**AIM OF THE TASK**:
Pick out and copy each line of the records below that contains the string "tree". Treat uppercase and lowercase letters as distinct.

Excerpts from location labeling data
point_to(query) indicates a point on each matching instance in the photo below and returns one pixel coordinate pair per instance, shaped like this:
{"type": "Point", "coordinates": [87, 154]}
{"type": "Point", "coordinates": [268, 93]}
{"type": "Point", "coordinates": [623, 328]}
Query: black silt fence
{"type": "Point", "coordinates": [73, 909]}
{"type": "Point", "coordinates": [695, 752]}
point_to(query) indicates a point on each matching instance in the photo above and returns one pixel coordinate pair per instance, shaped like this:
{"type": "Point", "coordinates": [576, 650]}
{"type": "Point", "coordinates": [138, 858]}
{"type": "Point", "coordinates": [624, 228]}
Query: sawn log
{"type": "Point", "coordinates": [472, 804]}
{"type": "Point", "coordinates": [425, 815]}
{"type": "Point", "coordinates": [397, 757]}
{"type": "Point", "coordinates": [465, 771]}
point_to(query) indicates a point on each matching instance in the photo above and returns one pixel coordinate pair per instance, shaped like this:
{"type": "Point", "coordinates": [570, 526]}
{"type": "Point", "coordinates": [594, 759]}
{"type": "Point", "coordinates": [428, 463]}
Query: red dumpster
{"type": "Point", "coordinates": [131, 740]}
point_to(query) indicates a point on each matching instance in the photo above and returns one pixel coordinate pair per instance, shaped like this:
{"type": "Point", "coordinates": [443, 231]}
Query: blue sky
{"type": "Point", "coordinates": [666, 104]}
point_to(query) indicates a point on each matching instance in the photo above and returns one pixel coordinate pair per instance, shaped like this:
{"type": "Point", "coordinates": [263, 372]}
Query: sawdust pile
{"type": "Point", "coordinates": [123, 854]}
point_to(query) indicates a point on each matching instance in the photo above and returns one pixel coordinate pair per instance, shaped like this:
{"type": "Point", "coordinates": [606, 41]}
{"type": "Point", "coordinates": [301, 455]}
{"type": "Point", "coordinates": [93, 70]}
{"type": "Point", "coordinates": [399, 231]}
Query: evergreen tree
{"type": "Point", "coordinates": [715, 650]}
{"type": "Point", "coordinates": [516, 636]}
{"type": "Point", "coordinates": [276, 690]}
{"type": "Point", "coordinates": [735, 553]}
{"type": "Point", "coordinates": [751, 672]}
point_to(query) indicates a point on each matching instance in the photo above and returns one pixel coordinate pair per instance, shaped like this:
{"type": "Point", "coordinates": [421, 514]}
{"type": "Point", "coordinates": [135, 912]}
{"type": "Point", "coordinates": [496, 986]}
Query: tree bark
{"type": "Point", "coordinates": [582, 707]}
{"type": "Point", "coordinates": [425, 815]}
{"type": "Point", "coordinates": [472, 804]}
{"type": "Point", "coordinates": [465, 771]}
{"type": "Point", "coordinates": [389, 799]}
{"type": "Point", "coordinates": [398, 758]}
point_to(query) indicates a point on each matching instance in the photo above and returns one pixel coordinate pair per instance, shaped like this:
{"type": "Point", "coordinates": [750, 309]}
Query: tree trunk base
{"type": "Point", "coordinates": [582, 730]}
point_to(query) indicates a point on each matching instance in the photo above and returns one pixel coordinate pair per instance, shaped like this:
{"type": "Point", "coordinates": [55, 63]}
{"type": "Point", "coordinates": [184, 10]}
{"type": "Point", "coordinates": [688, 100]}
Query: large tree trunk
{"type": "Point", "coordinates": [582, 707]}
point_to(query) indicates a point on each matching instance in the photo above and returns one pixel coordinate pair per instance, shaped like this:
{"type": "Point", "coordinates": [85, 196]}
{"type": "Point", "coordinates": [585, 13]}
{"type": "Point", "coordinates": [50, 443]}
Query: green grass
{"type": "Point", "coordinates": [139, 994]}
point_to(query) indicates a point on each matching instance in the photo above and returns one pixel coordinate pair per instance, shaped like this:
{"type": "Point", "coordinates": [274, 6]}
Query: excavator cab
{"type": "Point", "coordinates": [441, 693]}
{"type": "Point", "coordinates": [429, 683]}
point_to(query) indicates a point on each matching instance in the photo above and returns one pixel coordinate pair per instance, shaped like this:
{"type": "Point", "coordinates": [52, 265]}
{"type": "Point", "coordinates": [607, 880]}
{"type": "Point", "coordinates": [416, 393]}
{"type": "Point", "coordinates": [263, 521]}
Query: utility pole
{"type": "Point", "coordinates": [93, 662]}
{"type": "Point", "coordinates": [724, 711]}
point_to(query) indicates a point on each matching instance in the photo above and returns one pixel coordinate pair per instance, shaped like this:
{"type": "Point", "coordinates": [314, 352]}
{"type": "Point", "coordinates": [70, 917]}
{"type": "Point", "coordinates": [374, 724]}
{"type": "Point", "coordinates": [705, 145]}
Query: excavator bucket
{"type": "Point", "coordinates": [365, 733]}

**REPLY TO THE TASK**:
Query: evergreen tree
Query: tree bark
Query: tree trunk base
Query: large tree trunk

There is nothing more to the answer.